* **THE TASK**:
Put the data from the line with "Our labeler tagged tall" to the line with "[[0, 30, 365, 333]]", both included, into a JSON list of strings, one per line, skipping blank lines. Leave the pictures out.

* **DATA SUPPLIED**:
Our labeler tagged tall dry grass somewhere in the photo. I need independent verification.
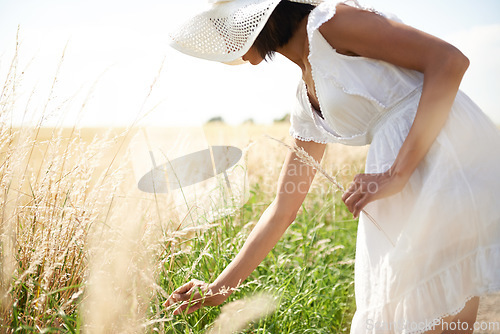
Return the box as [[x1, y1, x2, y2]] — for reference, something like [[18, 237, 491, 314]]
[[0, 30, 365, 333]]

...

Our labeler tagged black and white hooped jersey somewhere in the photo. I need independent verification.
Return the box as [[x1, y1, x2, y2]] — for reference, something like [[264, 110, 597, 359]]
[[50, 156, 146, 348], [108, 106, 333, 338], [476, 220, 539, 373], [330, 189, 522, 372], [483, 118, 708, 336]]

* **REPLY TO THE TASK**:
[
  "Our labeler tagged tall dry grass somewhere in the photo. I need independent verification.",
  "Return the box as [[x1, y1, x2, y2]] — for reference, something like [[18, 237, 491, 314]]",
  "[[0, 30, 365, 333]]"
]